_Input for this task_.

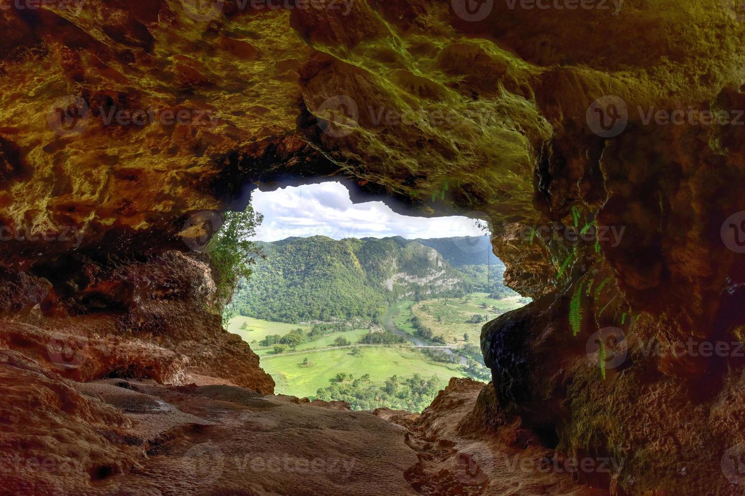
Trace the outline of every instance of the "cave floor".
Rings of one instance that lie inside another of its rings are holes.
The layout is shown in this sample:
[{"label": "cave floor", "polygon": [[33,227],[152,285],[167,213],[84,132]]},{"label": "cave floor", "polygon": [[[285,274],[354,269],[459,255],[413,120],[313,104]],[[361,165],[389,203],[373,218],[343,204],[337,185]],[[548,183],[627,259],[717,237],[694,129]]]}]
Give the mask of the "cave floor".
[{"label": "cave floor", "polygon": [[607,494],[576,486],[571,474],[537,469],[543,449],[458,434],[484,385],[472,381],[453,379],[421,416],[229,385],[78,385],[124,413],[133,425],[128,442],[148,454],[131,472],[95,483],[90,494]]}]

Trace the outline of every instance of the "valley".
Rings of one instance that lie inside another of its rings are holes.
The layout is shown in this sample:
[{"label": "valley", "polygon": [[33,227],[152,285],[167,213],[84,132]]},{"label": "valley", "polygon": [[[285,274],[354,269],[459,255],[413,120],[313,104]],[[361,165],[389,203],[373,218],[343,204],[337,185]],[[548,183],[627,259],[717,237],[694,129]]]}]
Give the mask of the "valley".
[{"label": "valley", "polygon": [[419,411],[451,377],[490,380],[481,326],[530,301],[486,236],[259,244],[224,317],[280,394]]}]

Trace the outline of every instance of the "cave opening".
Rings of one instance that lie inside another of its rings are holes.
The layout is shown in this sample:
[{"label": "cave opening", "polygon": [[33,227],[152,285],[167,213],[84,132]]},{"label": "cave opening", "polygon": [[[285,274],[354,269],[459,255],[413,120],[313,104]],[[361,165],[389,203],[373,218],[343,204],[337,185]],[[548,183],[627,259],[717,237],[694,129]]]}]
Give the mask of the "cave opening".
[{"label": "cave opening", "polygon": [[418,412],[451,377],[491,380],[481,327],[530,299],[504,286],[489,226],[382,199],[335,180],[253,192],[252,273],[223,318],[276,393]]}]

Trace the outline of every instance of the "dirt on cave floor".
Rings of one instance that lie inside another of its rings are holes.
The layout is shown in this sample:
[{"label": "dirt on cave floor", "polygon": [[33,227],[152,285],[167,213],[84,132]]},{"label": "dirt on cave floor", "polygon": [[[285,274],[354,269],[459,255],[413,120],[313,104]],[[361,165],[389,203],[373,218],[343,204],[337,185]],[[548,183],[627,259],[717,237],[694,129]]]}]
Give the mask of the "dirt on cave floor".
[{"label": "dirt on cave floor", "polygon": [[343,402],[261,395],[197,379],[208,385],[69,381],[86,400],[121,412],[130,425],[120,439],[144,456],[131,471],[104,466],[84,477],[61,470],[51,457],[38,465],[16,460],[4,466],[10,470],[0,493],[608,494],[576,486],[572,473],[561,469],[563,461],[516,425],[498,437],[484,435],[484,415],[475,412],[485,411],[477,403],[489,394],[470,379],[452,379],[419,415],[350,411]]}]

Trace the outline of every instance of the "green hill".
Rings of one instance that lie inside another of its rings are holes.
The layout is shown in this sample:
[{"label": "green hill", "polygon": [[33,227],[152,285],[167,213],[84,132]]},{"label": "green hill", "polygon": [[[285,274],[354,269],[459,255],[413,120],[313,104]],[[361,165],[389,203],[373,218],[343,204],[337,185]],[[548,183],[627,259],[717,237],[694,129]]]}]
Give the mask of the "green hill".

_Aim of the task_.
Quote the preceding listing precisely and completely, omitting its images.

_Written solution_.
Trace the outline of every instance of the "cave floor".
Rings of one instance that lie inside another of its rings are holes.
The layout is shown in this sample:
[{"label": "cave floor", "polygon": [[33,227],[152,285],[167,213],[84,132]]},{"label": "cave floor", "polygon": [[[285,274],[354,269],[459,255],[413,120],[313,104]],[[361,165],[389,203],[373,218],[343,204],[337,185]],[[548,183],[627,259],[717,237],[694,129]]]}]
Give the mask of the "cave floor".
[{"label": "cave floor", "polygon": [[607,494],[576,486],[571,474],[537,469],[543,449],[458,434],[484,385],[472,381],[453,379],[421,416],[229,385],[78,385],[124,413],[133,425],[128,442],[148,454],[131,472],[95,483],[90,494]]}]

Trace the outline of every instance of the "valley".
Rings of one instance that lie inside another of its rings are holes.
The layout is shown in this sample:
[{"label": "valley", "polygon": [[33,227],[152,285],[167,213],[84,132]]},{"label": "valley", "polygon": [[[285,274],[354,269],[459,255],[413,120],[313,104]],[[361,165],[389,203],[373,218],[343,204],[337,185]],[[548,183],[627,259],[717,237],[694,129]]]}]
Give the mask of the "valley".
[{"label": "valley", "polygon": [[419,411],[451,377],[490,380],[481,326],[530,301],[486,236],[259,244],[224,317],[280,394]]}]

Trace the outline of every instance of the "cave opening".
Rings of one instance that lie inside another of its rings are holes.
The layout is shown in this sample:
[{"label": "cave opening", "polygon": [[33,227],[152,285],[167,213],[84,132]]},{"label": "cave opening", "polygon": [[[285,274],[354,269],[459,255],[413,120],[313,104]],[[361,165],[389,203],[373,218],[343,204],[337,185]],[[548,183],[627,259],[717,237],[694,129]]]}]
Give the mask of the "cave opening".
[{"label": "cave opening", "polygon": [[418,412],[451,377],[491,380],[481,327],[530,299],[504,286],[489,226],[382,199],[335,180],[253,192],[252,273],[223,318],[276,393]]}]

Trace the outline of every instance of the "dirt on cave floor".
Rings of one instance that lie inside another of its rings are holes.
The layout is shown in this sample:
[{"label": "dirt on cave floor", "polygon": [[33,227],[152,285],[167,213],[84,132]]},{"label": "dirt on cave floor", "polygon": [[[285,274],[354,269],[459,255],[413,120],[313,104]],[[361,165],[389,203],[373,218],[343,204],[337,185]],[[548,183],[627,259],[717,237],[694,129]]]}]
Give the mask of the "dirt on cave floor".
[{"label": "dirt on cave floor", "polygon": [[343,402],[261,395],[197,379],[208,385],[69,381],[86,400],[121,412],[130,425],[120,439],[144,456],[131,471],[104,466],[84,477],[61,470],[51,457],[38,465],[16,460],[4,466],[10,470],[0,493],[608,494],[576,486],[572,473],[561,469],[563,461],[516,425],[498,437],[484,435],[484,415],[475,412],[485,411],[477,403],[489,394],[470,379],[452,379],[419,415],[350,411]]}]

Trace the outline of every instance of the "green hill".
Rings of one instance that lie inside another of its rings are holes.
The layout is shown in this sample:
[{"label": "green hill", "polygon": [[33,227],[152,285],[167,213],[84,132]]},{"label": "green hill", "polygon": [[[285,274],[354,269],[459,255],[413,120],[313,104]],[[361,165],[389,203],[373,218],[343,204],[337,185]],[[548,183],[627,259],[717,237],[694,129]]]}]
Give the mask of the "green hill".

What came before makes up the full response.